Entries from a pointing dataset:

>>

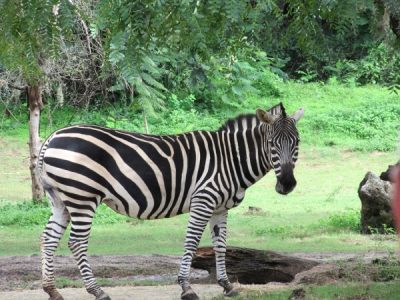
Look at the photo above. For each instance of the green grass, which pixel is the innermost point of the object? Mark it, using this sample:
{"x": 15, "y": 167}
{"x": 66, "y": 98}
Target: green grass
{"x": 341, "y": 291}
{"x": 321, "y": 211}
{"x": 321, "y": 215}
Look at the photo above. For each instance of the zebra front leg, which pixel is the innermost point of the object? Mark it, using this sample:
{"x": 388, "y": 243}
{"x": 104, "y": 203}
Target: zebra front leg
{"x": 218, "y": 223}
{"x": 49, "y": 241}
{"x": 81, "y": 223}
{"x": 199, "y": 216}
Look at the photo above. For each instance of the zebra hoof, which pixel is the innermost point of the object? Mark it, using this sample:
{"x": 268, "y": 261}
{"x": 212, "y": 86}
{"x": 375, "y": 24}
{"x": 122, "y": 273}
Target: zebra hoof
{"x": 56, "y": 297}
{"x": 103, "y": 296}
{"x": 189, "y": 295}
{"x": 231, "y": 293}
{"x": 54, "y": 294}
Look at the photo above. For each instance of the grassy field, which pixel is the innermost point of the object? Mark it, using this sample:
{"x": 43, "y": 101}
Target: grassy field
{"x": 342, "y": 132}
{"x": 323, "y": 210}
{"x": 347, "y": 291}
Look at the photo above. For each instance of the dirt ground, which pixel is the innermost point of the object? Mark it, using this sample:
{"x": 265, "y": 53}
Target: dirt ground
{"x": 154, "y": 277}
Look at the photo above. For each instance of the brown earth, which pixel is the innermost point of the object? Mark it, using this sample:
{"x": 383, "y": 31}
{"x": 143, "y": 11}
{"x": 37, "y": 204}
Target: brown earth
{"x": 154, "y": 277}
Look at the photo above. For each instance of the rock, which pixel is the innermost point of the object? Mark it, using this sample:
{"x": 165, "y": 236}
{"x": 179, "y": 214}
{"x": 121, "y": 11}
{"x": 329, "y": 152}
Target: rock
{"x": 386, "y": 175}
{"x": 376, "y": 211}
{"x": 251, "y": 266}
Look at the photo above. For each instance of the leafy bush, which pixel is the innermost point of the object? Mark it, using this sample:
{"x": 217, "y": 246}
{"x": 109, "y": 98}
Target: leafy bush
{"x": 381, "y": 65}
{"x": 369, "y": 127}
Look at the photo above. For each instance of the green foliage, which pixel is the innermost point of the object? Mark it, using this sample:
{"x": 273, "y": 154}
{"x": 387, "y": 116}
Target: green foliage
{"x": 371, "y": 126}
{"x": 26, "y": 40}
{"x": 381, "y": 65}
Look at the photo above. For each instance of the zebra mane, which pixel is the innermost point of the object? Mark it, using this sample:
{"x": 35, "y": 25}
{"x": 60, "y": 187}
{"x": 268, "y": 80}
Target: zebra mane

<<

**What is being asked**.
Rewrite these lines as a numbered list, leaving out blank lines and omitting the pictures from your answer.

**Answer for this exercise**.
1. Look at the photo above. For each instance of the green grass, which pixel is the innermost point of the object? Mark it, using this sample:
2. {"x": 15, "y": 167}
3. {"x": 66, "y": 98}
4. Target: green grass
5. {"x": 341, "y": 291}
6. {"x": 321, "y": 211}
7. {"x": 321, "y": 215}
8. Look at the photo above. For each instance of the zebra front leg, which pixel is the innermost point of the object? Mark it, using this sample:
9. {"x": 388, "y": 243}
10. {"x": 104, "y": 203}
11. Target: zebra front leg
12. {"x": 218, "y": 223}
13. {"x": 49, "y": 241}
14. {"x": 81, "y": 223}
15. {"x": 199, "y": 216}
16. Look at the photo above. For each instance of the zebra hoof, which pixel is the innermost point of the object? Mark it, using this sample:
17. {"x": 268, "y": 261}
18. {"x": 212, "y": 86}
19. {"x": 375, "y": 24}
20. {"x": 122, "y": 273}
21. Target: zebra hoof
22. {"x": 56, "y": 297}
23. {"x": 103, "y": 296}
24. {"x": 189, "y": 295}
25. {"x": 231, "y": 293}
26. {"x": 54, "y": 294}
27. Look at the photo above. For each instance of the grassy field, which pixel is the innermost point of the object? Mark it, using this sample:
28. {"x": 43, "y": 101}
29. Target: grassy field
30. {"x": 342, "y": 132}
31. {"x": 323, "y": 210}
32. {"x": 347, "y": 291}
33. Look at the photo above. For each instance of the dirt ground, which pixel is the innermost point of the object? Mark it, using this sample:
34. {"x": 265, "y": 53}
35. Target: dirt ground
36. {"x": 154, "y": 277}
37. Look at the photo above. For each instance of the brown earth, which pixel is the innermost point of the object? Mark it, using this sample:
38. {"x": 383, "y": 31}
39. {"x": 143, "y": 11}
40. {"x": 37, "y": 204}
41. Target: brown earth
42. {"x": 154, "y": 277}
43. Look at the photo above. For each instance of the rock, which pixel is the innermost point of the object? Mark it, using this sample:
44. {"x": 165, "y": 236}
45. {"x": 179, "y": 214}
46. {"x": 121, "y": 11}
47. {"x": 329, "y": 152}
48. Target: rock
49. {"x": 386, "y": 175}
50. {"x": 376, "y": 211}
51. {"x": 251, "y": 266}
52. Look at the photo above. For each instance of the leafy bush, which pixel is the innermost point of the object? Mark it, using this sample:
53. {"x": 217, "y": 246}
54. {"x": 109, "y": 98}
55. Target: leafy bush
56. {"x": 381, "y": 65}
57. {"x": 369, "y": 127}
58. Look at the photo above. For each instance of the green foliage, which pixel is the innermost point of the object? Mark it, using this sample:
59. {"x": 273, "y": 154}
60. {"x": 387, "y": 116}
61. Target: green foliage
62. {"x": 371, "y": 126}
63. {"x": 26, "y": 40}
64. {"x": 381, "y": 65}
65. Look at the photo above. For each instance of the zebra mane, which pixel is the innermost point of the object? Mark it, using this sample:
66. {"x": 35, "y": 25}
67. {"x": 60, "y": 187}
68. {"x": 268, "y": 80}
69. Target: zebra mane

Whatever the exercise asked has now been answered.